_Study text_
# # # # #

The Pew Research Center for the People & the Press in collaboration with the American Association for the Advancement of Science (AAAS), the world’s largest general scientific society, conducted a general survey of opinions about the state of science and its impact on society. They also asked science knowledge questions in a separate survey of 1,005 adult members of the general public. Quoting from that section of the published report:

Fully 91% know that aspirin is an over-the-counter drug recommended to prevent heart attacks and 82% know that GPS technology relies on satellites. And topics covered in major news stories also are widely understood; 77% correctly identify earthquakes as a cause of tsunamis and 65% can identify CO2 as a gas linked to rising temperatures.

Slightly more than half (54%) knows that antibiotics do not kill viruses along with bacteria, and about the same percentage (52%) knows that what distinguishes stem cells from other cells is that they can develop into many different kinds of cells. And some high-school science knowledge is elusive for most Americans: Fewer than half (46%) know that electrons are smaller than atoms.

# # # # #

Saved entries:
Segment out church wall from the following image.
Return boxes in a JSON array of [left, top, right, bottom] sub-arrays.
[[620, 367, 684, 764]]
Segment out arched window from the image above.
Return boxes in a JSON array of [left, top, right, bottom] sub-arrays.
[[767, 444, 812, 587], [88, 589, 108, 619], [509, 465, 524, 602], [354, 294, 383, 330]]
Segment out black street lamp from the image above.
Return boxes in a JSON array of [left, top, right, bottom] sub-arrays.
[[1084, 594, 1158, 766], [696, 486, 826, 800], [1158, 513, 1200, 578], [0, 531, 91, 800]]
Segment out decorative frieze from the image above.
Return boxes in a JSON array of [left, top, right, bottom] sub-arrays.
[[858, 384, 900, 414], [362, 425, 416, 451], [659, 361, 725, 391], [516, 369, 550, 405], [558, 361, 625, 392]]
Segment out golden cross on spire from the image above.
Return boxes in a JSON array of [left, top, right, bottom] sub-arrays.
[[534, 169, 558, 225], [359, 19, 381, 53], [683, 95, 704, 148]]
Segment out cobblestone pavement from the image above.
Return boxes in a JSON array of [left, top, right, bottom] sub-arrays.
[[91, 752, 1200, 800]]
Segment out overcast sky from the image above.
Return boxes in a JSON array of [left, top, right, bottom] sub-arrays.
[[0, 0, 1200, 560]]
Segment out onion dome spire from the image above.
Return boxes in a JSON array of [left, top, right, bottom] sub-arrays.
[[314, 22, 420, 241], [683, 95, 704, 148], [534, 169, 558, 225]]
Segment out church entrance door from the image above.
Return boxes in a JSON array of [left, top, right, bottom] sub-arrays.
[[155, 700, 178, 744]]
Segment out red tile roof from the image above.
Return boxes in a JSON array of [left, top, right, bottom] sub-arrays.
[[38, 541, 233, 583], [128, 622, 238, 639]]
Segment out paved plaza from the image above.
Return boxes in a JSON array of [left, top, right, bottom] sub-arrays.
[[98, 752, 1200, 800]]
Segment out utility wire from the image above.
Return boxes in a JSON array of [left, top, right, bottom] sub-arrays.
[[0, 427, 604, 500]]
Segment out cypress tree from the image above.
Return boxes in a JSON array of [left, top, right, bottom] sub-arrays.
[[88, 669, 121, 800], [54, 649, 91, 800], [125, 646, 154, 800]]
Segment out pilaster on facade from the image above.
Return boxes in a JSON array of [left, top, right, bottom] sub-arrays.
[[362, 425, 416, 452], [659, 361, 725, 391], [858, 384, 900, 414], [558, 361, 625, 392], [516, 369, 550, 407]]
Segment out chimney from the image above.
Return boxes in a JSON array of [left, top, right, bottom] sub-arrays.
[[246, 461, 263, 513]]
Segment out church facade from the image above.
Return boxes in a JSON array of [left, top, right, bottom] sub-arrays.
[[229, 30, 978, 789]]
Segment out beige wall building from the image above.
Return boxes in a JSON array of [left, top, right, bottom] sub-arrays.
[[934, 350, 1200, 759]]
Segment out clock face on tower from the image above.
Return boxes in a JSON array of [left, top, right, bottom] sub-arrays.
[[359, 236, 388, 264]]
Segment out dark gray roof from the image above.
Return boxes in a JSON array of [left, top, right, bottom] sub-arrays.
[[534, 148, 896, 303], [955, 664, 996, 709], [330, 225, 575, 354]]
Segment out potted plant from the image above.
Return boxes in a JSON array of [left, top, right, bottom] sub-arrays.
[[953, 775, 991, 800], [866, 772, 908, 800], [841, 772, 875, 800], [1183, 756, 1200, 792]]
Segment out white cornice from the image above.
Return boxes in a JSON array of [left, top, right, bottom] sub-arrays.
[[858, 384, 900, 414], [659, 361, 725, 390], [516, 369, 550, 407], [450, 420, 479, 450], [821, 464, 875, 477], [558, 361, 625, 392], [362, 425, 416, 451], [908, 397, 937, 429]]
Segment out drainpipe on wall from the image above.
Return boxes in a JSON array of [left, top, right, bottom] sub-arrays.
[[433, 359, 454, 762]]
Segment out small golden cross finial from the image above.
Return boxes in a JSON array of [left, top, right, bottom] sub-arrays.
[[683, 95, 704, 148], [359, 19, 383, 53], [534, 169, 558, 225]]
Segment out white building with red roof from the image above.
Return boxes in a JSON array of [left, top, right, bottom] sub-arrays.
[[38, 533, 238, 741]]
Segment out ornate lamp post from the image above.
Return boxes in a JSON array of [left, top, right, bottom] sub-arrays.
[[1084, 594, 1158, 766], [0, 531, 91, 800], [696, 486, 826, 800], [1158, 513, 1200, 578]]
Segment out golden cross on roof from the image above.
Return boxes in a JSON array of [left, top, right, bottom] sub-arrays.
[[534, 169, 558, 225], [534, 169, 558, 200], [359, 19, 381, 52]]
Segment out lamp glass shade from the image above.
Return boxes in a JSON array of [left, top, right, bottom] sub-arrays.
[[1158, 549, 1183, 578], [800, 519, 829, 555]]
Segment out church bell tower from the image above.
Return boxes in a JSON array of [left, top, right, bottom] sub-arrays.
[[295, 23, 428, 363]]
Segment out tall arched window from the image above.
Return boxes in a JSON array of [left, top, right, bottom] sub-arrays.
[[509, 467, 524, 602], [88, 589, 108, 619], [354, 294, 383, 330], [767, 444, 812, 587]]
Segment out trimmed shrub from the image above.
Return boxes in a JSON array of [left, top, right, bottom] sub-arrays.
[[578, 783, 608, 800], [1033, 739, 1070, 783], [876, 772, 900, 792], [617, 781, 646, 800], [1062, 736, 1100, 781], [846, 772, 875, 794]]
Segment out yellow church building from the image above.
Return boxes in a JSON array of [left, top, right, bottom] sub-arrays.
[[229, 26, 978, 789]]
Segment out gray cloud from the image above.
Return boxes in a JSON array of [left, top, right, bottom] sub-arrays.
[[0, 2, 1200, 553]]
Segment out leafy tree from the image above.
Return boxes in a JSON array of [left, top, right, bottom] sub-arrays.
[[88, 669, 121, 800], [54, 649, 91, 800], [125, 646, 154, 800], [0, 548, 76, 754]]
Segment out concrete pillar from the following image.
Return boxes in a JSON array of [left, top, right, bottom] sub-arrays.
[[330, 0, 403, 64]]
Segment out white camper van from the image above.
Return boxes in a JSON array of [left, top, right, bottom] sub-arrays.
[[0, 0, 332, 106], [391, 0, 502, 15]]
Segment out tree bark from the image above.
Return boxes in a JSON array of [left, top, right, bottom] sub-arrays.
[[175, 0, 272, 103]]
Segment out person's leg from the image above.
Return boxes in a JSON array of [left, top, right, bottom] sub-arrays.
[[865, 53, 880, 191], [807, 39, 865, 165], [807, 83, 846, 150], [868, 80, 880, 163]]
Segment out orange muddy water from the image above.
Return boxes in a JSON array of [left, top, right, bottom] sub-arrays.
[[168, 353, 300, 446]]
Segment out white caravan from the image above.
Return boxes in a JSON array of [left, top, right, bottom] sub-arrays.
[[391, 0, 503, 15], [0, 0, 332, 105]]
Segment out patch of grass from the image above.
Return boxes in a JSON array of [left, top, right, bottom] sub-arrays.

# # # # #

_Problem details_
Resume the text on the Pew and AAAS survey of Americans' science knowledge, starting right after its final sentence. The data shown here was taken from a separate source.

_Reply to the exercise_
There were several other interesting results in the survey of opinions about the state of science and its impact on society, as the report presented points of agreement and disagreement between scientists who were surveyed and the general public.

For example, majorities of both groups point to advances in medicine and life sciences as important achievements of science. About half of the public (52%) cites medicine – including health care, vaccines, and medical cures – when asked to describe ways that science has positively affected society; by comparison, just 7% mention communications and computer technology. Similarly, most scientists (55%) mention a biomedical or health finding when asked about the nation’s greatest scientific achievement of the last 20 years.

The published report (Public Praises Science) also reveals percentages of opinions of the public versus scientists on topics such as natural evolution, belief in climate change from human activity, the relative standing of U.S. science achievements, and more.